— begin Information provided —

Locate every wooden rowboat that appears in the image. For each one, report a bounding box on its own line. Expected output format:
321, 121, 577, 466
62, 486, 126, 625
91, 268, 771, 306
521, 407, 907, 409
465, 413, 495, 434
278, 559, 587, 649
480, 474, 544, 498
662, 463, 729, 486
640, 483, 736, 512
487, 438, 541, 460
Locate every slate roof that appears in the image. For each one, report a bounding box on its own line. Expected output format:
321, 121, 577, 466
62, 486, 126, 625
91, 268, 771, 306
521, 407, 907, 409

— end Information provided —

[To do] Copy each of the records above word for word, with every line as it appears.

[Answer below]
Locate every wooden rowboat that appears in the image. For each one, report a bounding box on its own line. Expected output format:
321, 121, 577, 466
62, 486, 126, 625
91, 268, 771, 306
521, 407, 907, 409
465, 413, 495, 434
278, 559, 587, 649
480, 474, 544, 498
662, 463, 729, 486
640, 483, 736, 512
487, 438, 541, 460
Locate every slate roof that appears in the image. For each one, report a bounding box on its own line. Expected output format:
321, 121, 577, 466
62, 486, 126, 625
91, 268, 771, 306
521, 407, 907, 409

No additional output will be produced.